# EXERCISE DETAILS
Lay out all of the material below as a two-column CSV headed request and answer, with one row per request. Put each request's text and its full answer in their own quoted fields, turning any line breaks into spaces.

(Detection examples)
/---
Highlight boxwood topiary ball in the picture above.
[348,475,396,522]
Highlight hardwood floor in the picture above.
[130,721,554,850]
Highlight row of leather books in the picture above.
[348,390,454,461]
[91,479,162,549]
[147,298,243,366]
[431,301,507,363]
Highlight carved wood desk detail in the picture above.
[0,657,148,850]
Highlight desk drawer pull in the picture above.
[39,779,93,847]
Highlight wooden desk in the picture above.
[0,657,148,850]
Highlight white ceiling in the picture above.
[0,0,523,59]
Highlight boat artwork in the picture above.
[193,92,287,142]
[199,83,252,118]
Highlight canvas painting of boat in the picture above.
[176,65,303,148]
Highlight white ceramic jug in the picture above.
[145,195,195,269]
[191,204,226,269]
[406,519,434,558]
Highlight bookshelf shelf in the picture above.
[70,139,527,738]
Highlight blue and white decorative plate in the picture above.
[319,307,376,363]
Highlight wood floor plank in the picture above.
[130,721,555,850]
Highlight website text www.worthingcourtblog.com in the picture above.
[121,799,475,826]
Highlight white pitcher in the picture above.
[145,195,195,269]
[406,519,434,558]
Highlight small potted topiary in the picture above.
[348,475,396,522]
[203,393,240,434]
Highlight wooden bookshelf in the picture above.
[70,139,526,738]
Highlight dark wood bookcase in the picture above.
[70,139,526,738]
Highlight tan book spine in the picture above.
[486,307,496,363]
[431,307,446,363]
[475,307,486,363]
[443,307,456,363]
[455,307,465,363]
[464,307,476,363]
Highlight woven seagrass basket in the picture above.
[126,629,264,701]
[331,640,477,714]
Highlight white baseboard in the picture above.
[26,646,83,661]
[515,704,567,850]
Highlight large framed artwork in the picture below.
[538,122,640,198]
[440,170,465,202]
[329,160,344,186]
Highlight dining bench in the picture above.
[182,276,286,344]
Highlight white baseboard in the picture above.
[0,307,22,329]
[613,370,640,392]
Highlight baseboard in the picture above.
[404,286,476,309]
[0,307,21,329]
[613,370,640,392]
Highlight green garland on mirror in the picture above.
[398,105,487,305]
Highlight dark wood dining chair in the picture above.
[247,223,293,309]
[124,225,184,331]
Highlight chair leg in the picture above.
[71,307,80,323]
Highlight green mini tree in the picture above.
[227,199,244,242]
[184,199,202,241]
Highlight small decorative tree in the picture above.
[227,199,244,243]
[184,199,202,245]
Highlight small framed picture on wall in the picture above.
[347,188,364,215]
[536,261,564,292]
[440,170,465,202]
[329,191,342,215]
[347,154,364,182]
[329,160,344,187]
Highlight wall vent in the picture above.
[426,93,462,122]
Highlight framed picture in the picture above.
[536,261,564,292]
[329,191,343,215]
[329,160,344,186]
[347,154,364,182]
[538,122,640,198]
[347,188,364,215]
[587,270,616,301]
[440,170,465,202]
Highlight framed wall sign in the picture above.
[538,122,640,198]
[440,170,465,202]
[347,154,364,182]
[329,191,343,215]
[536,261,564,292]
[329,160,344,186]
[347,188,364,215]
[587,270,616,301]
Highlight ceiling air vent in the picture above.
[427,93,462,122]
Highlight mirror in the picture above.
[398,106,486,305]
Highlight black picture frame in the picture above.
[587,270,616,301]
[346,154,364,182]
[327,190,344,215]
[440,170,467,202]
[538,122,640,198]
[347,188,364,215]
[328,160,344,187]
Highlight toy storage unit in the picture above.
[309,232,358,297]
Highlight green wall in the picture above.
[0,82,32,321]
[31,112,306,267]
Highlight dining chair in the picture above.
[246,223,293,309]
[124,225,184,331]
\---
# REPLY TO THE EXERCISE
request,answer
"Highlight boxwood topiary ball in the picture above.","[348,475,396,522]"
"Highlight hardwood floor in the picture above.","[130,721,554,850]"
"Highlight row of leather books in the picture above.","[348,390,454,461] [91,479,162,549] [147,298,243,366] [431,301,507,363]"
"Highlight carved wood desk detail in the picture above.","[0,657,148,850]"
"Highlight desk drawer pull in the picture above.","[39,779,93,847]"
"Highlight wooden desk in the picture above.","[0,657,148,850]"
"Highlight white ceiling in the picture above.","[0,0,523,59]"
"Highlight boat artwork in the picture above.","[193,92,287,142] [199,83,252,118]"
"Highlight canvas painting of boat in the picture above.","[176,65,303,148]"
"Highlight white ceramic jug in the picture above.","[145,195,195,269] [191,204,226,269] [406,519,434,558]"
"Highlight bookshelf shelf in the picture above.","[70,139,527,738]"
"Highlight blue and white decorative plate in the picture above.","[319,307,376,363]"
"Highlight wood floor plank in the picture above.","[130,721,555,850]"
"Highlight website text www.worthingcourtblog.com in the picture above.","[121,799,475,826]"
"Highlight white pitcher in the picture above.","[145,195,195,269] [406,519,434,558]"
"Highlight small potted topiary in the picture above.","[348,475,396,522] [203,393,240,434]"
"Highlight wooden bookshelf in the picture above.","[70,139,526,738]"
"Highlight dark wood bookcase in the picture above.","[70,139,526,738]"
"Highlight tan book spine in the picture above.","[486,307,496,363] [431,307,446,363] [475,307,486,363] [443,307,456,363] [455,307,465,363] [464,307,476,363]"
"Highlight woven seagrass basket in the picture above.","[126,629,264,701] [331,640,477,714]"
"Highlight white baseboard in the picture above.","[26,646,83,661] [515,704,567,850]"
"Highlight large framed artwork in the picture below.","[538,122,640,198] [440,170,465,202] [329,160,344,186]"
"Highlight dining bench in the picture above.","[182,276,286,344]"
"Highlight white baseboard in the picture above.","[0,307,22,329] [613,370,640,392]"
"Highlight baseboard in the picture above.","[404,286,476,309] [0,307,21,329] [613,370,640,392]"
"Highlight green garland on mirror in the picture above.","[398,105,487,305]"
"Highlight dark wood dining chair in the picture above.","[247,223,293,309] [124,225,184,331]"
"Highlight chair leg in the picture above.","[71,307,80,323]"
"Highlight green mini tree in the picture above.","[227,199,244,242] [184,199,202,241]"
"Highlight small decorative tree in the picture above.","[227,199,244,243] [184,199,202,245]"
"Highlight small framed picture on wall in the picture above.","[347,188,364,215] [536,261,564,292] [440,170,465,202] [329,191,342,215] [347,154,364,182] [329,160,344,187]"
"Highlight wall vent in the picture above.","[426,93,462,122]"
"Highlight framed picture in the picture above.","[536,261,564,292] [329,191,343,215] [329,160,344,186] [347,154,364,182] [538,122,640,198] [347,188,364,215] [587,270,616,301] [440,170,465,202]"
"Highlight framed wall sign in the picture above.","[538,122,640,198] [440,170,465,202] [347,154,364,182] [329,191,343,215] [536,261,564,292] [329,160,344,186] [347,188,364,215] [587,270,616,301]"
"Highlight ceiling air vent in the picture above.","[427,93,462,122]"
"Highlight mirror in the picture above.","[398,106,486,305]"
"Highlight black picture frame in the picture above.","[587,270,616,301] [346,154,364,182] [327,190,344,215] [440,170,467,202] [538,122,640,198] [347,188,364,215] [328,160,344,187]"
"Highlight toy storage unit in the picture above.","[309,232,358,297]"
"Highlight green wall in the picture above.","[0,82,32,321] [31,112,306,267]"
"Highlight dining chair in the picture above.","[246,223,293,309] [124,225,184,331]"